» **Work instructions**
In the forum post below on a circular mask in C, how many bytes per line does the lookup table need?

» **Supplied passage**
Pages of trig

[+Andrew Davie]

I feel like I'm back in high school, struggling with math once again.

 

I'm working on a circular masking/wipe, in C.

 

The fundamentals are that I have a lookup table which gives me a "line" of pixels, starting at the "middle" of a scanline, with n pixels set ON (where n is a multiple of two, and goes from 0 to 40).. In other words, the mask gives me a scanline across a circle. I get the left/right ON bits of the circle for any given possibility (that is, 0 pixels ON, up to 40 pixels ON).  It's symmetrical on the screen, but due to odd PF mirroring, not symmetrical in data and so needs 6 bytes/line for this table. I have a maximum of 100 lines (same above the center point as below).  So that's the fundamental... this table has 21 rows; that is a 0-row (no PF bits on) up to the 20th row (20 PF bits on, left and right sides).  The on-pixels start in the middle and increase one pixel at a time towards the edge, as we go up the index.  Maybe easier to just show it...

 

const unsigned char mBit[][6] = {

    // index via # pixels on line

    { XXXX____, XXXXXXXX, XXXXXXXX, XXXX____, XXXXXXXX, XXXXXXXX },   //20
    { XXX_____, XXXXXXXX, XXXXXXXX, XXXX____, XXXXXXXX, _XXXXXXX },   //19
    { XX______, XXXXXXXX, XXXXXXXX, XXXX____, XXXXXXXX, __XXXXXX },   //18
    { X_______, XXXXXXXX, XXXXXXXX, XXXX____, XXXXXXXX, ___XXXXX },   //17
    { ________, XXXXXXXX, XXXXXXXX, XXXX____, XXXXXXXX, ____XXXX },   //16
    { ________, _XXXXXXX, XXXXXXXX, XXXX____, XXXXXXXX, _____XXX },   //15
    { ________, __XXXXXX, XXXXXXXX, XXXX____, XXXXXXXX, ______XX },   //14
    { ________, ___XXXXX, XXXXXXXX, XXXX____, XXXXXXXX, _______X },   //13
    { ________, ____XXXX, XXXXXXXX, XXXX____, XXXXXXXX, ________ },   //12
    { ________, _____XXX, XXXXXXXX, XXXX____, XXXXXXX_, ________ },   //11
    { ________, ______XX, XXXXXXXX, XXXX____, XXXXXX__, ________ },   //10
    { ________, _______X, XXXXXXXX, XXXX____, XXXXX___, ________ },   //9
    { ________, ________, XXXXXXXX, XXXX____, XXXX____, ________ },   //8
    { ________, ________, XXXXXXX_, XXXX____, XXX_____, ________ },   //7
    { ________, ________, XXXXXX__, XXXX____, XX______, ________ },   //6
    { ________, ________, XXXXX___, XXXX____, X_______, ________ },   //5
    { ________, ________, XXXX____, XXXX____, ________, ________ },   //4
    { ________, ________, XXX_____, _XXX____, ________, ________ },   //3
    { ________, ________, XX______, __XX____, ________, ________ },   //2
    { ________, ________, X_______, ___X____, ________, ________ },   //1
    { ________, ________, ________, ________, ________, ________ },   //0
};

I think I got that right.  Anyway, the problem is...  I want to be able to generate a mask for the whole screen which is a circle of radius n where n ranges from 0 to ... whatever.  If n = 20 then we get a circle full-width of the screen (radius 20 pixels = diameter 40 pixels).  Of course the corners of the screen would not be masked (the circle does not fully cover the screen) so we need to be able to allow the radius to go much bigger. But I'll get to that later.

» **Recorded information**
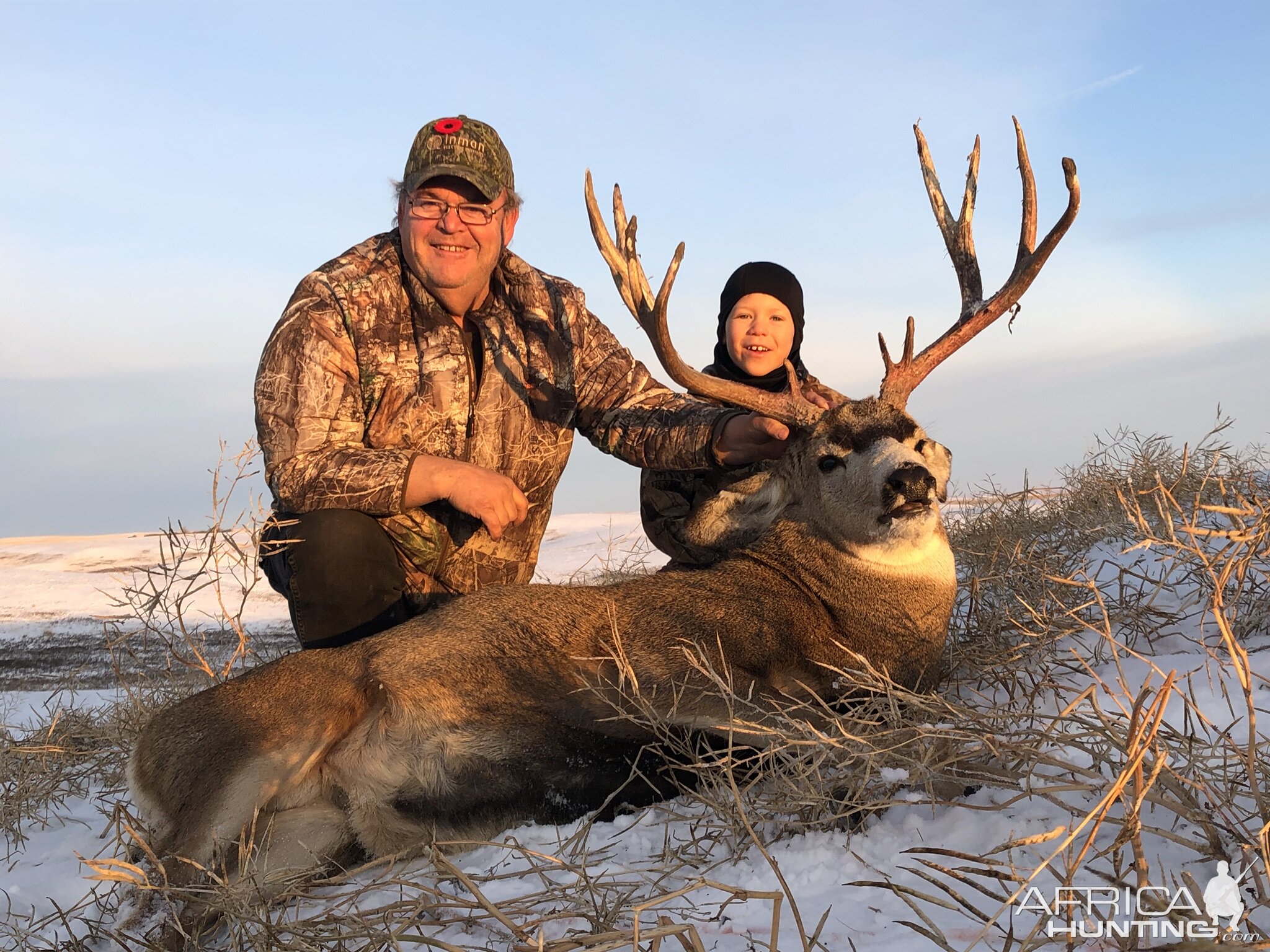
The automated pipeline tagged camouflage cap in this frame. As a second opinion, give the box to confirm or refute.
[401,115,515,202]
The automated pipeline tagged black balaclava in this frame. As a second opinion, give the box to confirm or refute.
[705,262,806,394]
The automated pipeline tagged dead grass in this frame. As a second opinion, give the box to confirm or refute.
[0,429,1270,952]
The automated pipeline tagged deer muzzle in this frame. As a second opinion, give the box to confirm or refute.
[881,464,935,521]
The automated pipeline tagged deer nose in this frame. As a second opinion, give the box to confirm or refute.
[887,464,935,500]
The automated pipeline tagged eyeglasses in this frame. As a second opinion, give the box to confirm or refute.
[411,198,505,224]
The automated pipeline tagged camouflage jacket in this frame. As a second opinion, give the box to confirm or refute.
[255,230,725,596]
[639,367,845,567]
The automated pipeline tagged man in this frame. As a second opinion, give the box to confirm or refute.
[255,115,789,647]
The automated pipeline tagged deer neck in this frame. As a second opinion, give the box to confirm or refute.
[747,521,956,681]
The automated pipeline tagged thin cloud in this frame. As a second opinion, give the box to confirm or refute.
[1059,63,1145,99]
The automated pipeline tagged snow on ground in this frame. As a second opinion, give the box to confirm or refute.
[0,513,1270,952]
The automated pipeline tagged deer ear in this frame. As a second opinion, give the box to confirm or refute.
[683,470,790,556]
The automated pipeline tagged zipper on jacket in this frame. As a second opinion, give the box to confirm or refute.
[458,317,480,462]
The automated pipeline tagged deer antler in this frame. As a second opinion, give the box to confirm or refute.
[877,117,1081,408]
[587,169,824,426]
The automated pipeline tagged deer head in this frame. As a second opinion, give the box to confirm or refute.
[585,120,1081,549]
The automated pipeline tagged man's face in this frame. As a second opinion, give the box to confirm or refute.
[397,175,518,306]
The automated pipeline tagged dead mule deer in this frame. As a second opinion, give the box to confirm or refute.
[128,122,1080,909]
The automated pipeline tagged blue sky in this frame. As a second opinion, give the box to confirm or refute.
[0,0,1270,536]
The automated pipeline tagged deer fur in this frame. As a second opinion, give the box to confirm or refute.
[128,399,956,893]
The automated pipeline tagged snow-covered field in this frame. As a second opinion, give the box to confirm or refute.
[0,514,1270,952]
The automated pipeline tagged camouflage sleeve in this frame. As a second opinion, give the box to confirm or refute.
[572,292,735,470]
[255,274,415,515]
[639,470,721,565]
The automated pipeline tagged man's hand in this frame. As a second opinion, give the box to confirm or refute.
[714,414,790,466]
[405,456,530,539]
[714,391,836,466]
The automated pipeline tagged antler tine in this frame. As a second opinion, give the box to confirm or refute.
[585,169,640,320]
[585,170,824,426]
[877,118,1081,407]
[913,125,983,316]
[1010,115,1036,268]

» **Solution to this problem**
Six bytes per line, because odd PF mirroring makes the data asymmetrical even though the mask looks symmetrical on screen.